== Complete the following ==
1. Rewrite the article about the Christmas Eve fire in Bourne between "Firefighters continued to" and "the emotional damage.", inclusive, and replace "basement" with "cellar" each time it appears.
2. Extend the article about the Christmas Eve fire in Bourne with a few sentences that pick up after its final paragraph.

== Extract to read ==
"""

Lt. Pelonzi accompanied them on the ride to Tobey, where they were later pronounced dead.
Firefighters continued to fight the blaze into the early hours of Christmas morning, after receiving word that the couple had died.
Fire crews from Bourne and Onset were able to contain the fire to the basement and the stairwell leading to the first floor.
Though the fire burned through the basement and reached the first floor, there was little evidence of a fire on the home’s exterior the following day.
No Bourne firefighters suffered any physical injuries during the rescue effort, but one year later, they are each in various stages of recovery from the emotional damage.
“It’s tough,” Officer Simpson said. “I guess you think about things you could have done a little better, a little quicker. It’s a tragedy”
Officer Simpson is a career firefighter; he’s been with the Bourne department since 2003 and was running into burning buildings with other departments or as a member of the armed services for years before that.
As a result, he can be hard on himself. The award does not sit well with him in some ways.
His eyes welled up with tears and he had to excuse himself at moments during the interview when he thought back on the evening, though the other men who were with him during last Christmas Eve assure him he did everything he could.
Lt. Greene said that when your job calls on you to handle life or death situations, it is important rely on one’s training, to do what you have been taught to do and trust that the process will yield a positive result.
His men did just that last Christmas Eve, and, for that, they have every reason to be proud, no matter how difficult it is to let go of the regret.
“They’re not going to give this award to somebody who runs into the house with a T-shirt on and an axe in their hand,” he said. “This is not Hollywood. We did everything we could. That we couldn’t make the rescue, that’s fate. We can’t change that.”

"""

== Data rows ==
"""

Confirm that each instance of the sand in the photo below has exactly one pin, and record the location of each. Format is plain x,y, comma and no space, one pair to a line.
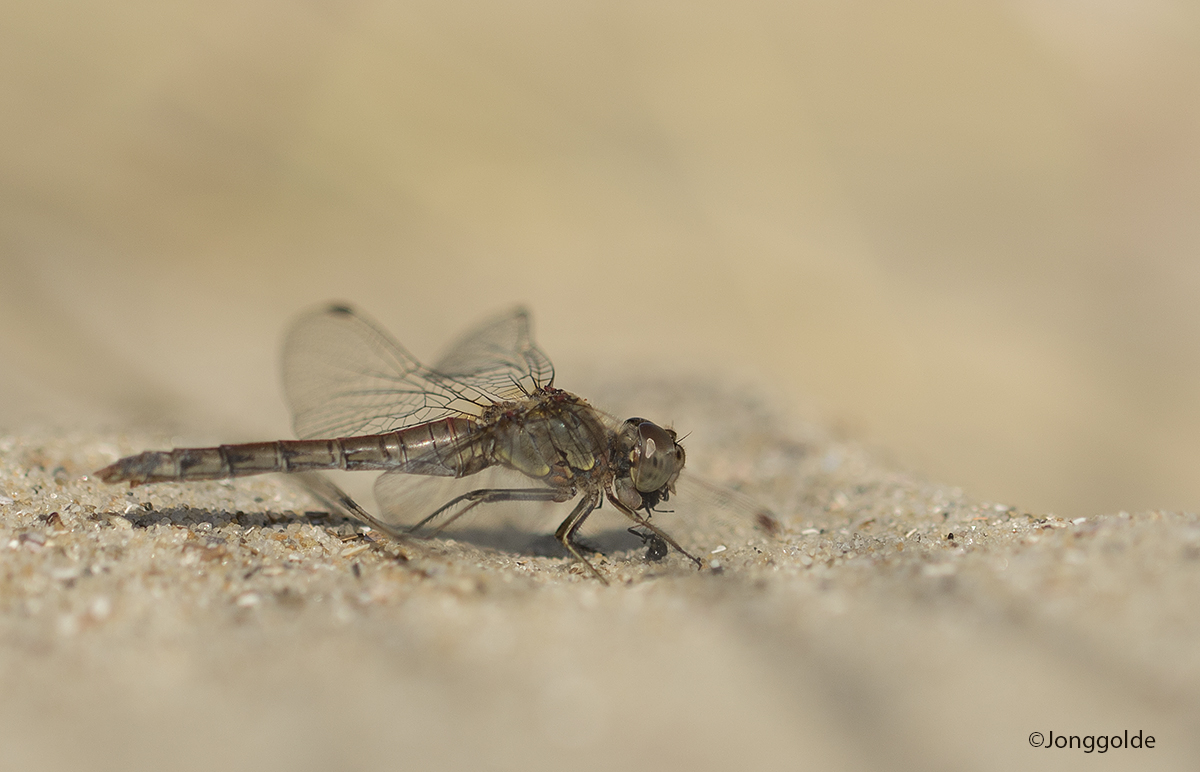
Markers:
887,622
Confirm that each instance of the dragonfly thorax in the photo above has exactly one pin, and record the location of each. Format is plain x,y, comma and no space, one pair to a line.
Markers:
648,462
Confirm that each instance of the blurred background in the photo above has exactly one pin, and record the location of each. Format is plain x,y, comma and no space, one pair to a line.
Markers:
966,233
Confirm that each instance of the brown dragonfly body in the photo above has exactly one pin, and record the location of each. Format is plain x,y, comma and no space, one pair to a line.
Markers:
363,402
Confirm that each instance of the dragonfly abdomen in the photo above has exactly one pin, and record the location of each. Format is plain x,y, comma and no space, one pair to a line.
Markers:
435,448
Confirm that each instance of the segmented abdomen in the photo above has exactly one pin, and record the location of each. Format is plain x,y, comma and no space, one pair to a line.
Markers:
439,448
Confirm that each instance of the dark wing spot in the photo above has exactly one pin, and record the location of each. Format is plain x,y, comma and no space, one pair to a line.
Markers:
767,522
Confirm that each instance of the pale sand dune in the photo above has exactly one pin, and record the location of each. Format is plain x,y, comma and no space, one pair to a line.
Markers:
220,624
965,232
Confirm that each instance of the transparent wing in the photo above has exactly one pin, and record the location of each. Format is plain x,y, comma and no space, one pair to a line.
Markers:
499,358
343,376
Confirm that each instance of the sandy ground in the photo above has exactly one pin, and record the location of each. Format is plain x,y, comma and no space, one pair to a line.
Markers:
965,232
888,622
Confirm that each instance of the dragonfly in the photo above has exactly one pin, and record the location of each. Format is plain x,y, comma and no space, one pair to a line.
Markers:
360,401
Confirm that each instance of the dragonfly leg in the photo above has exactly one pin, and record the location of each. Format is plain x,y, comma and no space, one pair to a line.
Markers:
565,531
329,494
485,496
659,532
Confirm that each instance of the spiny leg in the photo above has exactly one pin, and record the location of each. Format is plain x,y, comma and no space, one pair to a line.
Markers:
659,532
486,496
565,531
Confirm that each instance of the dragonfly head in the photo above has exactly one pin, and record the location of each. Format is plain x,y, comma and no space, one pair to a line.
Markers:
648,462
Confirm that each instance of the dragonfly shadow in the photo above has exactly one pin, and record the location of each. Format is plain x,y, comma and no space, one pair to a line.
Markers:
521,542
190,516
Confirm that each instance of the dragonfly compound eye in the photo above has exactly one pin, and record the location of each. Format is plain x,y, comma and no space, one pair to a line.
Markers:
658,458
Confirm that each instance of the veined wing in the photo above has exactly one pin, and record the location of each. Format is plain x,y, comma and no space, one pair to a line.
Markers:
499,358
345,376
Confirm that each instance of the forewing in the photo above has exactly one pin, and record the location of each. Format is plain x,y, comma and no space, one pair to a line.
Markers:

"""

== Expected results ==
1.
Firefighters continued to fight the blaze into the early hours of Christmas morning, after receiving word that the couple had died.
Fire crews from Bourne and Onset were able to contain the fire to the cellar and the stairwell leading to the first floor.
Though the fire burned through the cellar and reached the first floor, there was little evidence of a fire on the home’s exterior the following day.
No Bourne firefighters suffered any physical injuries during the rescue effort, but one year later, they are each in various stages of recovery from the emotional damage.

2.
Call Firefighter Silva said reflecting on the effort he and his fellow firefighters gave last year helps ease some of the pain that comes whenever a rescue is not successful.
“We’re trained to go to fires,” he said. “There’s always a chance of someone being inside the fire. The result wasn’t what we wanted. But we tried.”
Officer Simpson said, despite his reservations about the award, he does appreciate it. He does not want to diminish the efforts of his fellow firefighters on that night, despite all the hard questions he continues to ask himself.
It was kind of a hodge-podge crew working on Christmas Eve, he remembered, many of the firefighters with families had taken holidays and were replaced by new members of the department or guys without families who did not mind picking up the extra shift.
“I think a guy with less than two months’ experience was working the pump,” he said. “And he did a great job.”
Officer Simpson said he’ll remember the Gagnon fire for the rest of his life, except perhaps for those minutes and hours he spends inside other burning buildings.
“When something like this happens again, yeah, I’ll think about this fire,” he said. “But at some point, the training will just have to take over.”